• [Source]
⟨

Swimming French style at Coudeville sur mer in Normandy.

That swim in the sea though just didn’t feel like enough. And the swim in the quarry felt like such a long time ago. Before we had gone away I had planned to visit Bristol Open Water Training Centre but a bike crash and a tummy bug had put the kibosh on that. Illness and the crash had taken away a few training opportunities and I couldn’t get them back. I think my husband sensed me being all fidgety about swimming and he suggested running me down to Bristol yesterday.

I had no idea what to expect but on arrival the lake looked fantastic. Still water and plenty of buoys. I had read a little bit about the lake and knew that it was a 600m course. I also knew that many people came here from South Wales so it had to be good for people to travel that distance. As I looked out over the lake I could make out the heads and arms of figures swimming around the perimeter.

We made our way in to pay and register and met Mike, the owner of the lake. If you have a minute you have to read the history of the lake and what he did to get it up and running. But briefly ‘Mad Mike’ (now aged 76) was a wind surfer who was always on the look out for a place for his wind surfing school. In 2012 he found a farmer’s field in the village of Almondsbury and transformed it into what is now the training lake. Mike is a great person and I think he is what makes the training centre so good. He is knowledgeable about water sorts and triathlon and has a brilliantly dry sense of humour.


Support crew were a bit eager.

After paying £6 for my swim Mike directed me to the ladies changing room. And it is just that. A room to change in. There are no showers but who needs them when you’re going swimming in an incredibly clean lake (filled with carp)? Mike gave me a bit of background about the lake, the water quality and a little advice to get me started.



Do I have to fill my wet suit up?

The lake water is chest height so Mike said I would be able to put my feet down if I needed to. He watched me get in and made sure I filled my wet suit with water. He guided me as to which buoy I should aim for initially and then the order to sight them in order to make the 600m lap. My aim was to do 2 and a bit laps to make it up to roughly 1400-1500m.

⟩

• [Job A]
Rewrite the rows below as a JSON list of strings, one string per line and no blank lines. Include everything from the line containing "Camera-trap review: tag the fire pit grate" down to the end of the rows, but leave out the pictures.

• [Dataset]
⟨

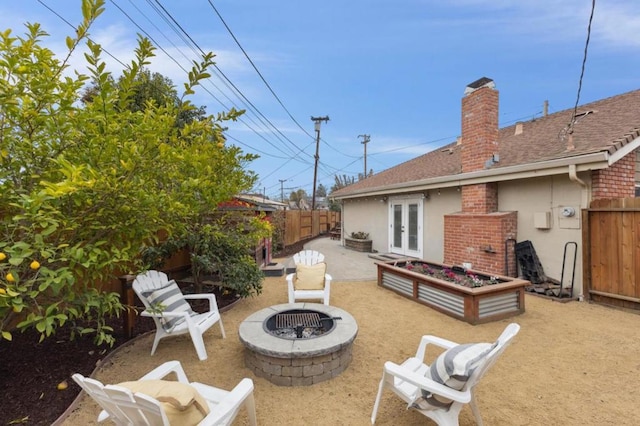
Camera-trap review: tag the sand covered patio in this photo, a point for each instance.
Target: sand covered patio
(571, 363)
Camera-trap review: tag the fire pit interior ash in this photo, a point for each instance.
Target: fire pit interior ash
(299, 324)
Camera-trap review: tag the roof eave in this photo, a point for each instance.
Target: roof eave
(592, 161)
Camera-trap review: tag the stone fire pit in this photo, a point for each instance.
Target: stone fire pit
(302, 361)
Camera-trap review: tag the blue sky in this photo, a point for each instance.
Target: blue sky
(395, 69)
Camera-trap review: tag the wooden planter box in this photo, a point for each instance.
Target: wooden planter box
(474, 305)
(358, 245)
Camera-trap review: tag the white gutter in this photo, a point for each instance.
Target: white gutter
(593, 161)
(573, 175)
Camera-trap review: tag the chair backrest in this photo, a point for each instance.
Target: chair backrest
(503, 341)
(122, 405)
(149, 281)
(308, 257)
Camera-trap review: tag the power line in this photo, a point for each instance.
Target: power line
(584, 61)
(256, 69)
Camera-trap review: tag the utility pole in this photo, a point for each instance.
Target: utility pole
(282, 189)
(318, 121)
(365, 142)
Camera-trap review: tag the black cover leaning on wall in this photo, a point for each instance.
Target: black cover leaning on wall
(530, 266)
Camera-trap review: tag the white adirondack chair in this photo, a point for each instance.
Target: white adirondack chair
(125, 407)
(309, 258)
(176, 317)
(408, 379)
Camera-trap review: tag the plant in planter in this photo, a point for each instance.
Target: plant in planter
(471, 296)
(454, 274)
(360, 235)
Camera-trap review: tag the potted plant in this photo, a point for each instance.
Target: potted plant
(359, 241)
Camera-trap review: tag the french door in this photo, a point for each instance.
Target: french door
(405, 226)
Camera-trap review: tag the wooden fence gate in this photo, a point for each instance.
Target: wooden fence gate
(611, 236)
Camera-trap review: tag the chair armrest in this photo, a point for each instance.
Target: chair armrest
(230, 403)
(164, 314)
(213, 304)
(164, 370)
(434, 340)
(422, 382)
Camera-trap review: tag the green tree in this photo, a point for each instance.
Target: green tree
(85, 186)
(299, 197)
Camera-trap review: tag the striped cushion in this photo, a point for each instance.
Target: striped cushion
(169, 299)
(452, 368)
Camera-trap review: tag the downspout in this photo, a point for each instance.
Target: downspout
(573, 176)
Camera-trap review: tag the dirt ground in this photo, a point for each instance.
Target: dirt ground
(572, 363)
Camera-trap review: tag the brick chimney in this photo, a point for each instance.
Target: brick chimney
(479, 143)
(479, 125)
(477, 233)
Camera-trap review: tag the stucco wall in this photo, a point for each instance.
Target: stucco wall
(532, 199)
(439, 204)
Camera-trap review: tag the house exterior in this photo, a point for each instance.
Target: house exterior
(471, 200)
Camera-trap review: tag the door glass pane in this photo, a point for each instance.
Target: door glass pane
(397, 225)
(413, 227)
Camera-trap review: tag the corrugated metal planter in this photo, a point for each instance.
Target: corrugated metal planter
(475, 305)
(358, 244)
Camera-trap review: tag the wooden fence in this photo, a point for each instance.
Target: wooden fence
(304, 224)
(611, 259)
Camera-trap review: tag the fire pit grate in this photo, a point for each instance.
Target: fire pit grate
(299, 324)
(306, 319)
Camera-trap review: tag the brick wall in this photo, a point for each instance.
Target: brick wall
(618, 181)
(480, 240)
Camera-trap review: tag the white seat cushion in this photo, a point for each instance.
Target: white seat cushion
(310, 277)
(181, 402)
(452, 368)
(169, 299)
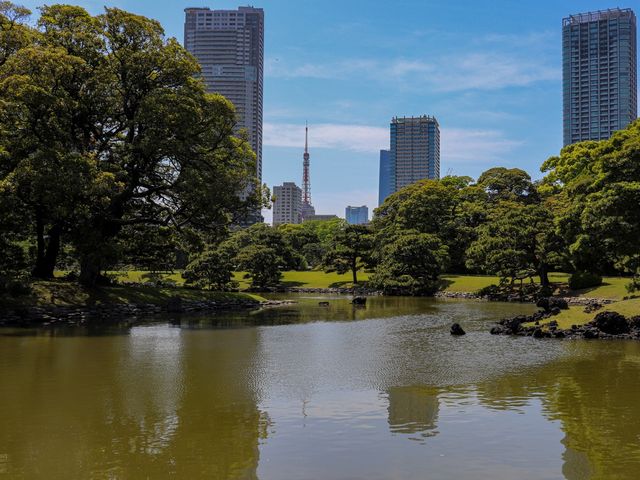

⟩

• [Job B]
Copy everything in the swimming post from "The lake water" down to "to roughly 1400-1500m.", word for word.

• [Reply A]
[
  "Camera-trap review: tag the fire pit grate in this photo, a point for each instance.",
  "Target: fire pit grate",
  "(299, 324)",
  "(306, 319)",
  "Camera-trap review: tag the brick wall in this photo, a point for each instance.",
  "Target: brick wall",
  "(618, 181)",
  "(480, 240)",
  "Camera-trap review: tag the white seat cushion in this photo, a point for each instance.",
  "Target: white seat cushion",
  "(310, 277)",
  "(181, 402)",
  "(452, 368)",
  "(169, 299)"
]

• [Reply B]
The lake water is chest height so Mike said I would be able to put my feet down if I needed to. He watched me get in and made sure I filled my wet suit with water. He guided me as to which buoy I should aim for initially and then the order to sight them in order to make the 600m lap. My aim was to do 2 and a bit laps to make it up to roughly 1400-1500m.